The response must consist of the lines from the one holding "the green flower" through the final line of the entries, given again exactly and without any pictures.

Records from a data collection
╭──
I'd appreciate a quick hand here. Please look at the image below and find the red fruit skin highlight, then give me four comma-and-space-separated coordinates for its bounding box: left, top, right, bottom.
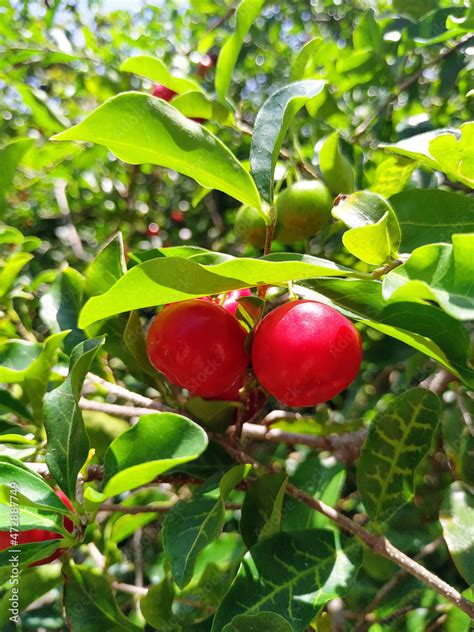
252, 300, 362, 407
0, 488, 74, 566
147, 299, 249, 398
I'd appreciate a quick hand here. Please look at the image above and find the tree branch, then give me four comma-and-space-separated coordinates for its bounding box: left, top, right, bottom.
211, 434, 474, 620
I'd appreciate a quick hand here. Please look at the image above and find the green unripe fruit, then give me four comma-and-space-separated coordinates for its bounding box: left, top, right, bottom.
275, 180, 332, 244
234, 205, 266, 249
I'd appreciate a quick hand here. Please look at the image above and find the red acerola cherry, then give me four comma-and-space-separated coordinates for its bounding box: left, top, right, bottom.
147, 299, 249, 397
0, 488, 74, 566
151, 83, 177, 102
252, 300, 362, 407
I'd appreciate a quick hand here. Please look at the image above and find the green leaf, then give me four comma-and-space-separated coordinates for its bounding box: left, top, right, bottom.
383, 234, 474, 321
299, 278, 474, 385
0, 252, 33, 300
283, 454, 346, 532
0, 138, 35, 211
447, 1, 474, 30
383, 124, 473, 189
319, 132, 355, 194
163, 465, 250, 588
223, 612, 293, 632
442, 397, 474, 487
85, 233, 126, 297
63, 562, 141, 632
369, 155, 416, 199
391, 189, 474, 252
0, 540, 61, 569
357, 388, 440, 527
52, 92, 262, 212
172, 91, 234, 124
240, 472, 287, 548
0, 565, 61, 629
290, 38, 323, 82
215, 0, 265, 102
140, 578, 176, 629
212, 530, 361, 631
250, 80, 325, 205
440, 483, 474, 587
120, 55, 202, 93
0, 456, 72, 516
17, 84, 69, 133
39, 267, 85, 352
332, 191, 401, 265
44, 337, 105, 498
78, 253, 354, 328
102, 413, 208, 499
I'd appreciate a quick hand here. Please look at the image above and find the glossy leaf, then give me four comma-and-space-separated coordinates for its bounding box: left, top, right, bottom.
215, 0, 265, 102
0, 455, 72, 516
102, 413, 208, 499
240, 472, 287, 548
332, 191, 401, 264
64, 562, 141, 632
383, 123, 473, 188
250, 80, 325, 204
357, 388, 440, 527
369, 155, 416, 199
0, 540, 61, 569
163, 465, 250, 588
383, 234, 474, 321
212, 530, 361, 631
440, 483, 474, 587
172, 91, 233, 124
120, 55, 201, 93
52, 92, 262, 212
78, 253, 354, 328
84, 232, 126, 297
319, 132, 355, 194
391, 189, 474, 252
44, 337, 105, 498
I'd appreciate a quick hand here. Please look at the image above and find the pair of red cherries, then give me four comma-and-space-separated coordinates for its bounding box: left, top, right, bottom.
146, 291, 362, 407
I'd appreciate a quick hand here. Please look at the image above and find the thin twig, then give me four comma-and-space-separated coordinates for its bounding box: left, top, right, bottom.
54, 179, 86, 260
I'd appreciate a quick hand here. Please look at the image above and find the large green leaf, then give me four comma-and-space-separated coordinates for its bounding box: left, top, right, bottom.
240, 472, 287, 548
52, 92, 262, 212
383, 234, 474, 321
140, 578, 175, 630
214, 0, 265, 102
369, 155, 416, 199
357, 388, 440, 527
120, 55, 202, 93
391, 189, 474, 252
383, 123, 473, 188
101, 413, 208, 499
212, 530, 361, 631
332, 191, 401, 265
78, 253, 354, 328
63, 562, 141, 632
250, 80, 325, 204
319, 132, 355, 194
0, 540, 61, 569
163, 465, 250, 588
300, 277, 474, 386
440, 483, 474, 587
44, 337, 105, 498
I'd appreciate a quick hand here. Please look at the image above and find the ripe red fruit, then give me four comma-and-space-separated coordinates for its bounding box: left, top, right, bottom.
0, 488, 74, 566
151, 83, 177, 102
147, 299, 249, 397
252, 300, 362, 407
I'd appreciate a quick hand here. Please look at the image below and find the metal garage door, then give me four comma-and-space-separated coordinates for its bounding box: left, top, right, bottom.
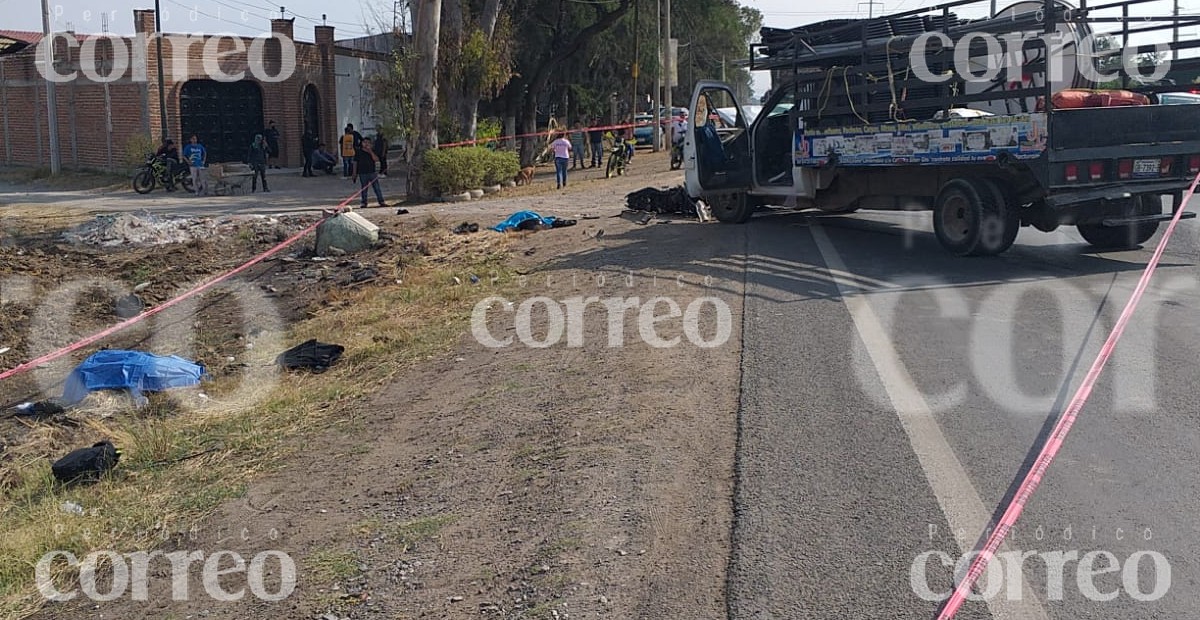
179, 80, 264, 163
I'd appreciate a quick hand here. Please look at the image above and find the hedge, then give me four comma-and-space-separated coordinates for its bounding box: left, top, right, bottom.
421, 146, 520, 195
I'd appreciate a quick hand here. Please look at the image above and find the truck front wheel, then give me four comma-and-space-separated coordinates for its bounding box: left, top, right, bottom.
710, 192, 753, 224
932, 178, 1018, 256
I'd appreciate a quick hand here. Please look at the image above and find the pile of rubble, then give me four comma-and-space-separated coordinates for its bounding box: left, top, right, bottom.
61, 213, 314, 247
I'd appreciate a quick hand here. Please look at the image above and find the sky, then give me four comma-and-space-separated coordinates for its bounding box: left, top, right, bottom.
6, 0, 1189, 95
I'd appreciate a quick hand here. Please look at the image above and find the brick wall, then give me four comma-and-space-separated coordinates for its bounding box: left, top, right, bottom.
0, 10, 339, 170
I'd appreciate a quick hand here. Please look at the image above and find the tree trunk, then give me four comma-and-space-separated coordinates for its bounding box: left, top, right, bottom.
442, 0, 466, 141
458, 0, 501, 141
408, 0, 442, 200
480, 0, 501, 38
454, 0, 502, 144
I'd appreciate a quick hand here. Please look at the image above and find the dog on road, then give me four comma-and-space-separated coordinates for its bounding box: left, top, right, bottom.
515, 166, 535, 186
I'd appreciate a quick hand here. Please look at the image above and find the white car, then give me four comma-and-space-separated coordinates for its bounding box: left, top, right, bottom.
714, 105, 764, 127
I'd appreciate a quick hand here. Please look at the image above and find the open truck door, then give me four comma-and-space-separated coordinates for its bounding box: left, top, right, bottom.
684, 81, 756, 222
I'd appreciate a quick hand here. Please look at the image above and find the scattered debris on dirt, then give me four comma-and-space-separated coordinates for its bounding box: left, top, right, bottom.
60, 213, 310, 247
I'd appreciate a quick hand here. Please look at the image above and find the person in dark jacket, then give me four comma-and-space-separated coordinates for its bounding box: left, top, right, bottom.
245, 134, 270, 192
301, 130, 317, 177
373, 131, 389, 177
263, 120, 281, 169
351, 139, 387, 208
588, 119, 605, 168
155, 138, 184, 190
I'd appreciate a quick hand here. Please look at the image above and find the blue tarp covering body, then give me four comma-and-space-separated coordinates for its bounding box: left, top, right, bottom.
62, 350, 207, 406
492, 211, 559, 232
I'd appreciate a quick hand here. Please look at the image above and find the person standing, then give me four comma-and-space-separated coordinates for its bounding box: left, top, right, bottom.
588, 119, 605, 168
263, 120, 281, 169
339, 123, 361, 178
569, 122, 586, 170
301, 130, 317, 177
551, 132, 572, 189
351, 139, 388, 209
182, 134, 207, 196
373, 130, 390, 178
245, 134, 270, 193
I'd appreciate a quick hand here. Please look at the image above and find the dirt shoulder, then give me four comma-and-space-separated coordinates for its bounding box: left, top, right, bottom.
10, 152, 746, 620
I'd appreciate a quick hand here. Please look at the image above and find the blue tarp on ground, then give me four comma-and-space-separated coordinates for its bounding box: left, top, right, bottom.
492, 211, 559, 232
61, 350, 207, 406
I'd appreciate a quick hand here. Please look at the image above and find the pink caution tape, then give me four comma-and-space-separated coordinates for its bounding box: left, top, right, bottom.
0, 184, 370, 383
936, 171, 1200, 620
437, 116, 687, 149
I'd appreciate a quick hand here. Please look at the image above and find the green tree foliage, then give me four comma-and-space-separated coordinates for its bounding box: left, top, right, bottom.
485, 0, 761, 145
372, 0, 761, 166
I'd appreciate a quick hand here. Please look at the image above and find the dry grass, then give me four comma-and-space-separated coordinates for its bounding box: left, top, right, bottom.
0, 230, 517, 620
0, 167, 127, 193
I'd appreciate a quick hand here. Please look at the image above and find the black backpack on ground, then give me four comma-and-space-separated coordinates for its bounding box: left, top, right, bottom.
52, 440, 120, 484
276, 339, 345, 373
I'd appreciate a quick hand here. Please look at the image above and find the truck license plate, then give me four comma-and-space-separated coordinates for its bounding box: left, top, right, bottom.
1134, 158, 1160, 177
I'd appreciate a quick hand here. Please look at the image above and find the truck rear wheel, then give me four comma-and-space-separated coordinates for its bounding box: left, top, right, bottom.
1076, 196, 1161, 249
932, 178, 1018, 256
710, 192, 753, 224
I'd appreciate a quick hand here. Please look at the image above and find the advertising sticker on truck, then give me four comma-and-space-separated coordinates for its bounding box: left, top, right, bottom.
795, 113, 1048, 166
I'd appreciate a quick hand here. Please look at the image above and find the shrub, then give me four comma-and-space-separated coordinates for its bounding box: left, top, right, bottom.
482, 149, 519, 186
124, 133, 158, 170
421, 146, 520, 195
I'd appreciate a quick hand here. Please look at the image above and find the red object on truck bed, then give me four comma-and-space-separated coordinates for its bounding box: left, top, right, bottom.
1036, 89, 1150, 110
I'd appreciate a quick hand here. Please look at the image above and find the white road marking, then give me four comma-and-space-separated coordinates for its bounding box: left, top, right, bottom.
810, 223, 1051, 620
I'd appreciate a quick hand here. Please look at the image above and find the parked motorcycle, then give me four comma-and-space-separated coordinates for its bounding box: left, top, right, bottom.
132, 154, 193, 194
670, 141, 683, 170
605, 140, 630, 178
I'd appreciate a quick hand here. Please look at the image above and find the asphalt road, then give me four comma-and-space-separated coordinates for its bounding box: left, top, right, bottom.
727, 208, 1200, 620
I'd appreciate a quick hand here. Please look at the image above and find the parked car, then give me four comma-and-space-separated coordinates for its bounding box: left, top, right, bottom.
632, 114, 664, 146
714, 105, 765, 127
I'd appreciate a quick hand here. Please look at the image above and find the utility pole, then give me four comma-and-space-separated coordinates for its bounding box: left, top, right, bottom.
631, 0, 640, 124
663, 0, 672, 127
154, 0, 168, 141
652, 0, 661, 152
40, 0, 61, 174
1173, 0, 1180, 62
858, 0, 883, 18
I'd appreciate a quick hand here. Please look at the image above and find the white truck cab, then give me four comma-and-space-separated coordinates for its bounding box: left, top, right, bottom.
683, 80, 823, 222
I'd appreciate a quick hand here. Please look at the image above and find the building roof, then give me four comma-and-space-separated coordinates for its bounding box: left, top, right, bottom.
0, 30, 39, 54
0, 30, 100, 55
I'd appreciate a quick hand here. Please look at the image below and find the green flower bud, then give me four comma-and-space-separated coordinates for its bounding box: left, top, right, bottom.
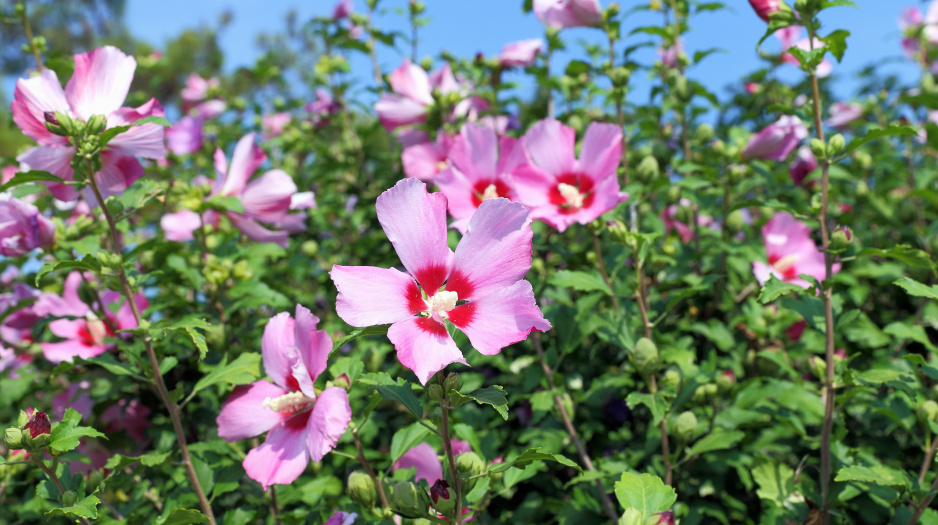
348, 470, 377, 508
455, 451, 486, 493
427, 384, 444, 403
4, 427, 24, 449
716, 370, 736, 393
809, 138, 826, 158
391, 481, 430, 518
635, 156, 660, 184
661, 368, 682, 391
726, 164, 747, 184
855, 179, 870, 195
674, 76, 692, 103
86, 114, 107, 135
443, 372, 461, 396
695, 123, 714, 143
923, 73, 938, 94
829, 226, 852, 253
604, 2, 620, 18
60, 490, 78, 507
675, 410, 697, 442
725, 210, 746, 235
665, 186, 682, 205
827, 134, 845, 156
919, 400, 938, 428
692, 384, 710, 404
555, 392, 576, 422
810, 355, 826, 381
630, 338, 659, 377
301, 240, 319, 257
710, 139, 726, 156
609, 66, 630, 87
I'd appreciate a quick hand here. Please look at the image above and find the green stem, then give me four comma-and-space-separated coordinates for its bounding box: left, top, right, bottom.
20, 1, 43, 71
32, 457, 91, 525
439, 383, 463, 522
╰──
- FINISHED EXERCISE -
I'd appreciate a quick hand here. Please look at the image below and find the green flower bud, then give me four comma-and-space-separated coordinates for its bounding box: left, top, right, bottom.
348, 470, 377, 508
455, 451, 486, 493
427, 384, 444, 403
4, 427, 24, 449
716, 370, 736, 393
809, 138, 826, 158
391, 481, 430, 518
635, 156, 660, 184
661, 368, 682, 391
726, 164, 747, 184
855, 179, 870, 195
674, 76, 692, 103
86, 114, 107, 135
443, 372, 461, 396
695, 123, 714, 143
923, 73, 938, 94
829, 226, 852, 253
604, 2, 620, 18
60, 490, 78, 507
675, 410, 697, 442
725, 210, 746, 235
665, 186, 682, 205
827, 134, 845, 156
919, 400, 938, 428
692, 384, 710, 404
555, 392, 576, 422
810, 355, 826, 381
630, 338, 659, 377
301, 240, 319, 257
710, 139, 726, 156
609, 66, 630, 87
I'd appreciate a quick hand here. Please look at the image above and find the green stem, then give me four comma-and-space-separated coordinates for its bounding box: left, top, right, bottom.
20, 1, 43, 71
32, 457, 91, 525
439, 383, 463, 522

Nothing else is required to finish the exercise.